### Text shown

=-=-=

I read with interest the July 28 article entitled "Colonial Williamsburg says slavery program important." The program called "Enslaving Virginia" was also given coverage on the July 29 Today Show. Since they've brought it up, I hope they will eventually tell the whole story.
In August 1619, a ship was forced ashore at Jamestown, Va., by bad weather. John Rolfe noted the captain and crew were a scurvy and disreputable lot and had aboard 20 Africans, stolen from a ship bound for Brazil, that they wished to trade for food and supplies. The Virginians, wanting to get rid of the piratesmugglers, paid the price and the 20 Africans came ashore, not as slaves but as indentured servants.
Many of us in the South can trace our ancestry back to an indentured servant, desperate to get away from the misery in Europe, who allowed someone to pay his or her way to the new world. After a period of servitude the indentured servant was given freedom papers and, according to law, as much as 40 acres of land. This system gave hope to the hopeless.
These 20 Africans probably never knew what a blessing the storm was that blew them ashore at Jamestown. Make no mistake about it, these 20 Africans were not slaves for slavery was not allowed at Jamestown.

=-=-=

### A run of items
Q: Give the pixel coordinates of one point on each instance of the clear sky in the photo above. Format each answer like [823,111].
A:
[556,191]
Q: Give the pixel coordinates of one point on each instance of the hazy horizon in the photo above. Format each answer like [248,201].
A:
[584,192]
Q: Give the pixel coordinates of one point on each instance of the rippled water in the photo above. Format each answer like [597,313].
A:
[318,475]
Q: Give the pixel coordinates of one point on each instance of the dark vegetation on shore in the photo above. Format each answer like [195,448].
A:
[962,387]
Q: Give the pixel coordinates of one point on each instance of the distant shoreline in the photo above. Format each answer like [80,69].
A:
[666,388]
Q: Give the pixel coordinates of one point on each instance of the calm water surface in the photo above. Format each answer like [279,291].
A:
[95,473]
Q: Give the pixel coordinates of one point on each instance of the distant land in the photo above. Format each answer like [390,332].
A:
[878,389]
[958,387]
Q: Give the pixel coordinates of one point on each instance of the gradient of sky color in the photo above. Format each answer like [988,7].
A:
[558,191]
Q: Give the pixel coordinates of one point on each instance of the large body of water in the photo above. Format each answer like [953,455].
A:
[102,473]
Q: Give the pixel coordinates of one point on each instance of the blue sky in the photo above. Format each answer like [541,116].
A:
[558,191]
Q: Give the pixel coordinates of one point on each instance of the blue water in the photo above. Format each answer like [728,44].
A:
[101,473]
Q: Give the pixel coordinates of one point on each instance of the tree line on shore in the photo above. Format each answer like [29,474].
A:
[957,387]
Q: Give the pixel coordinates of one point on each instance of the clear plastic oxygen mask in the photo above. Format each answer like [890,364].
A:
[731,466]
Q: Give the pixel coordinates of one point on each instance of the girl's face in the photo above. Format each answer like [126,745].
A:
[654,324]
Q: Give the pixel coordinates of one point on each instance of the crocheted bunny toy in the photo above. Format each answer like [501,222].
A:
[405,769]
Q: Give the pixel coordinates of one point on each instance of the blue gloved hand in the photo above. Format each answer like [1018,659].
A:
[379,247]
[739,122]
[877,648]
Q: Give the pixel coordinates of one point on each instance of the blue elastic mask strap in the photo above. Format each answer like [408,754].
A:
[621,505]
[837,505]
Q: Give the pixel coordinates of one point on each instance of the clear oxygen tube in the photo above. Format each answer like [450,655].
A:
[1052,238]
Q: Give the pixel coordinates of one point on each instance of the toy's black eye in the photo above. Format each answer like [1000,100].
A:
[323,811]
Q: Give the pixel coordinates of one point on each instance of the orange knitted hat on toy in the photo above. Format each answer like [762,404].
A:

=-=-=

### Task 1
Answer these from the letter about the Colonial Williamsburg slavery program:
(a) In what month and year was the ship forced ashore at Jamestown?
(b) By law, how much land could a freed indentured servant receive?
(c) On what date did the Today Show cover the program?
### Task 2
Carry on the letter about the Colonial Williamsburg slavery program from its final sentence.

### Expected answer 1
(a) August 1619
(b) As much as 40 acres
(c) July 29

### Expected answer 2
One of these Africans, now remembered by the name Anthony Johnson, must have been an industrious, hardworking man because by 1623 (only 4 years after his arrival) he had earned his freedom. He married another of the 20, Isabella. Their son William, the first black child born in the new world, was christened in the Church of England. ...
In 1650, Virginia's population was about 30,000, of whom 300 were blacks. These were no more slaves than the 4,000 white indentured servants who worked off their passage to the new world.
The first judicial approval of "life servitude" (i.e., slavery) in Virginia other than for a crime was in 1654 when Anthony Johnson of Northampton County convinced a court that he was entitled to the lifetime services of John Casor, a black. ...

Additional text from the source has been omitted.